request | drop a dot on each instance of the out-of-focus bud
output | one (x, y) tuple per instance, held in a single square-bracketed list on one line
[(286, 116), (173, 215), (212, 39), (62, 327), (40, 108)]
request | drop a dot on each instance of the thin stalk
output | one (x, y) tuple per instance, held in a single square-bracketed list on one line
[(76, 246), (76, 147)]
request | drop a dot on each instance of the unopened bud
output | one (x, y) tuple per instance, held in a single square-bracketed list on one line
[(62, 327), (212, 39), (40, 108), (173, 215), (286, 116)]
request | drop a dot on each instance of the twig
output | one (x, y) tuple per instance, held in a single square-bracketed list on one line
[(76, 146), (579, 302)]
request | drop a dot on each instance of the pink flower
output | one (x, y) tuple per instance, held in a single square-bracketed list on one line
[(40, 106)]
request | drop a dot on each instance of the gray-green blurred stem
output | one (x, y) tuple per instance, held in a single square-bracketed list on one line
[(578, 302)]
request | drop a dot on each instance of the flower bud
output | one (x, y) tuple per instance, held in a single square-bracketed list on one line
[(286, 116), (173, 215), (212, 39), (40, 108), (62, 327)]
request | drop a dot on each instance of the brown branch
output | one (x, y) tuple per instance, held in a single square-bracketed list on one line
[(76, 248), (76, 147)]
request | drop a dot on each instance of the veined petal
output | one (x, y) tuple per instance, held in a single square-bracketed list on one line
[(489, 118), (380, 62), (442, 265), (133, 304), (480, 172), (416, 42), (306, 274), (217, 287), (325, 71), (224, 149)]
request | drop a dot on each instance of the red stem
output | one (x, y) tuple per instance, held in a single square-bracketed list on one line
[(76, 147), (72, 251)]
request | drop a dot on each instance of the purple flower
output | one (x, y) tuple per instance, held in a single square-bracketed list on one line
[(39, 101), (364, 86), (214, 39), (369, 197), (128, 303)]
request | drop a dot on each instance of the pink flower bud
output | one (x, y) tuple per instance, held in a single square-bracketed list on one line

§ EXERCISE AIM
Transcribe all of the data, keeping every line identical.

§ REPLY TO THE TASK
request | drop a dot on each instance of the out-of-focus bud
output | one (x, y) tuple per instance, held in a single square-bracketed list on one line
[(286, 116), (173, 215), (212, 39), (62, 327), (40, 108)]
request | drop a dot on each instance of the thin stalk
output | one (x, y) tuple per instance, held in a single square-bracketed list on one line
[(76, 246), (76, 147)]
request | drop a dot on each instance of the unopened bud
output | one (x, y) tuple per instance, held in a single square-bracketed list on one line
[(62, 327), (212, 39), (40, 108), (173, 215), (286, 116)]
request | drop a dot on each instance of the twig
output | one (x, y) tuple per instance, held in a single square-bracketed list on one line
[(76, 146), (579, 302)]
request | drop a dot on each instance of the pink flower
output | one (x, y) tuple per instance, held in a single square-bracketed list on one line
[(40, 106)]
request | drop a dot on each instance of the gray-green blurred stem
output | one (x, y) tuple per instance, held in a single square-bracketed list on one line
[(578, 302)]
request | drop a dot on each instance of the flower bud
output | one (x, y) tuple per instance, held in a single square-bracketed list on one line
[(286, 116), (173, 215), (212, 39), (40, 108), (62, 327)]
request | drop a dot on each instance of the brown branch
output | one (x, y) tuple per instance, held in a single square-bracketed list on one line
[(76, 248), (76, 147)]
request | drop a dot on each instance of the veined petal
output | one (x, y) tuple per instance, held in a single square-bracketed list on one line
[(489, 118), (380, 62), (442, 265), (133, 304), (480, 172), (416, 42), (306, 274), (217, 287), (325, 71), (224, 149)]
request | drop a dot on each instance of the red stem
output | one (x, y) tuple per instance, held in a single square-bracketed list on one line
[(76, 147), (72, 251)]
request | drop a dot on each instance of the purple flower
output | one (x, y) tuple per instance, held in a single square-bracketed list on one line
[(39, 101), (364, 86), (214, 39), (369, 197), (128, 303)]
request | drop a dot on each instance of the pink flower bud
output | one (x, y) tuple per instance, held in a single square-bracketed list on one line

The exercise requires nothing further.